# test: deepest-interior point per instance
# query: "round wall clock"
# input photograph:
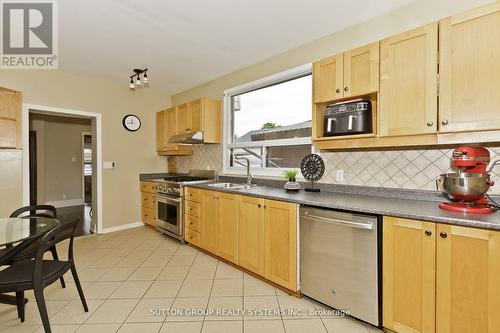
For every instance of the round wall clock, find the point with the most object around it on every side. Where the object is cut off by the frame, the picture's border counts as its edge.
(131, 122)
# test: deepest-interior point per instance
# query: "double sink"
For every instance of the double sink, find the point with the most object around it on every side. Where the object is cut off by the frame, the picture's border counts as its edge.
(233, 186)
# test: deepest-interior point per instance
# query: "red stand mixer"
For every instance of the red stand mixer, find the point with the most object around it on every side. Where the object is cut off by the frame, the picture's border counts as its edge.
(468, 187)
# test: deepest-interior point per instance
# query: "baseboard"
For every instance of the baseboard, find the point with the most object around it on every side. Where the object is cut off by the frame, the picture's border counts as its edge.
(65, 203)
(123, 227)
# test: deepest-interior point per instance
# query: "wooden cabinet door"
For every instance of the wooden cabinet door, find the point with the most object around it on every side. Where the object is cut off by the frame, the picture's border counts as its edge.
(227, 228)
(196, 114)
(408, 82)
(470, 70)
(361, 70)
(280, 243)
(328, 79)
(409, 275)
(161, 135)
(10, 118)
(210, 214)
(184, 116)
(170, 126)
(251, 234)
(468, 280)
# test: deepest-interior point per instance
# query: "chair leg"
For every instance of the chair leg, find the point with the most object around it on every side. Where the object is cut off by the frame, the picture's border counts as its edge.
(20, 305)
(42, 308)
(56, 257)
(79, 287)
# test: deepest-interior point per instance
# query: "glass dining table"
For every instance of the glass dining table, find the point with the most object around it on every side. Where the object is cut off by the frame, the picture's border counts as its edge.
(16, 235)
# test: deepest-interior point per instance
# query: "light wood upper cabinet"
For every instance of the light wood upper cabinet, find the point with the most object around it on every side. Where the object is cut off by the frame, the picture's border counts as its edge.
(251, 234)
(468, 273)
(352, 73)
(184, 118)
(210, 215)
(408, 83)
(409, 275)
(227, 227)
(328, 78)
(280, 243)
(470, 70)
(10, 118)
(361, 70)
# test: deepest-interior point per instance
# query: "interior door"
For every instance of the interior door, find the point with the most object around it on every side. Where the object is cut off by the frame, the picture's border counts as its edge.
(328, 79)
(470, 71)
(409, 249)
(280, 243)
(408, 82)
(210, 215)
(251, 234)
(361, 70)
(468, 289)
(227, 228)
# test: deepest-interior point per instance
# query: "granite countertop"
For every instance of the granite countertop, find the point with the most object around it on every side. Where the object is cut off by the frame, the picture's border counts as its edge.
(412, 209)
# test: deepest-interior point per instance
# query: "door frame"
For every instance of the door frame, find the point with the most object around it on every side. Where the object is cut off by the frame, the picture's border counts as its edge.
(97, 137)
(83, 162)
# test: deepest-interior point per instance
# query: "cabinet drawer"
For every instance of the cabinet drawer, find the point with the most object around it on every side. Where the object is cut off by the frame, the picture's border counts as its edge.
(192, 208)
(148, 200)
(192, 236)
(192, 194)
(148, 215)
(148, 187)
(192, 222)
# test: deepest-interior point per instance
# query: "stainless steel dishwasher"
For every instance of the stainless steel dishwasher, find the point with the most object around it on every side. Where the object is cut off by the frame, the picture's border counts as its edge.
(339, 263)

*****

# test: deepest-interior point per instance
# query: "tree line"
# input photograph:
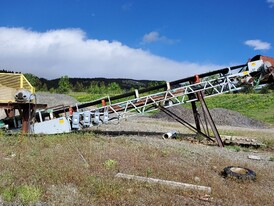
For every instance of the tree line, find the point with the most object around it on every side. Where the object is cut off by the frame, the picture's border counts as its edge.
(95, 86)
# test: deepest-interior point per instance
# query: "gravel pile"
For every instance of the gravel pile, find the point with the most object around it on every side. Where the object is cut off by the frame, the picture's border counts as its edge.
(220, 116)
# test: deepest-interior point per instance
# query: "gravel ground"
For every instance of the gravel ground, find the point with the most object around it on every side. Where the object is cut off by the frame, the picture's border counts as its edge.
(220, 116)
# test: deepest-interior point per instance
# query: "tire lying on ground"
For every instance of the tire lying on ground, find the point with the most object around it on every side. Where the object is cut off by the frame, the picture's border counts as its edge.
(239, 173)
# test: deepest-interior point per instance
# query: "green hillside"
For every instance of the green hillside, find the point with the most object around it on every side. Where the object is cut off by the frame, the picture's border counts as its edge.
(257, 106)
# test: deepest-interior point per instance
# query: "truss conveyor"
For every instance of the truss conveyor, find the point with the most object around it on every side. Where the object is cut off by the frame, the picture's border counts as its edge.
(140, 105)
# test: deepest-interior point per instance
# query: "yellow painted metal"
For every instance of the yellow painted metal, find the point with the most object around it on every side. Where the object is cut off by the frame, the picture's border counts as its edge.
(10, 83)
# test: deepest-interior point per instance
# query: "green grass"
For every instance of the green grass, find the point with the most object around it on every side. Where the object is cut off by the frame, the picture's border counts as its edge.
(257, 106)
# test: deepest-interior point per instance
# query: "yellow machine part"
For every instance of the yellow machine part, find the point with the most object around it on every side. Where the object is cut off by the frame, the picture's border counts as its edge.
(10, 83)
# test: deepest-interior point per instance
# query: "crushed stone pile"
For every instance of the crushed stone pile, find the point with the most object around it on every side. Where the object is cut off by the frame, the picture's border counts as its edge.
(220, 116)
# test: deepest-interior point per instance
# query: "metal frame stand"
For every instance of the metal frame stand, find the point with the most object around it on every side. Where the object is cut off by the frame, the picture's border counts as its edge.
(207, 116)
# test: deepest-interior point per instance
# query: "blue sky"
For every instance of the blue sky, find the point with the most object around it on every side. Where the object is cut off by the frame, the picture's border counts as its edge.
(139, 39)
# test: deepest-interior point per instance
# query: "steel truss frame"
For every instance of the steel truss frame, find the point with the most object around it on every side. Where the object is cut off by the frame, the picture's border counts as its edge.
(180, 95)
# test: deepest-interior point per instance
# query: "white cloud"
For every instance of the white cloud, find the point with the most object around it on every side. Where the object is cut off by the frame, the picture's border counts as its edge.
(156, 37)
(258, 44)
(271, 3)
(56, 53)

*****

_Aim_
Which lines above contain the word "chair"? List every one of them, copied in full.

_Solution to this exercise_
# query: "chair leg"
For every instance of the chair leg, find the point with the most object around it on every side. Where the object is cut off by the frame, the picture's border counts as its edge.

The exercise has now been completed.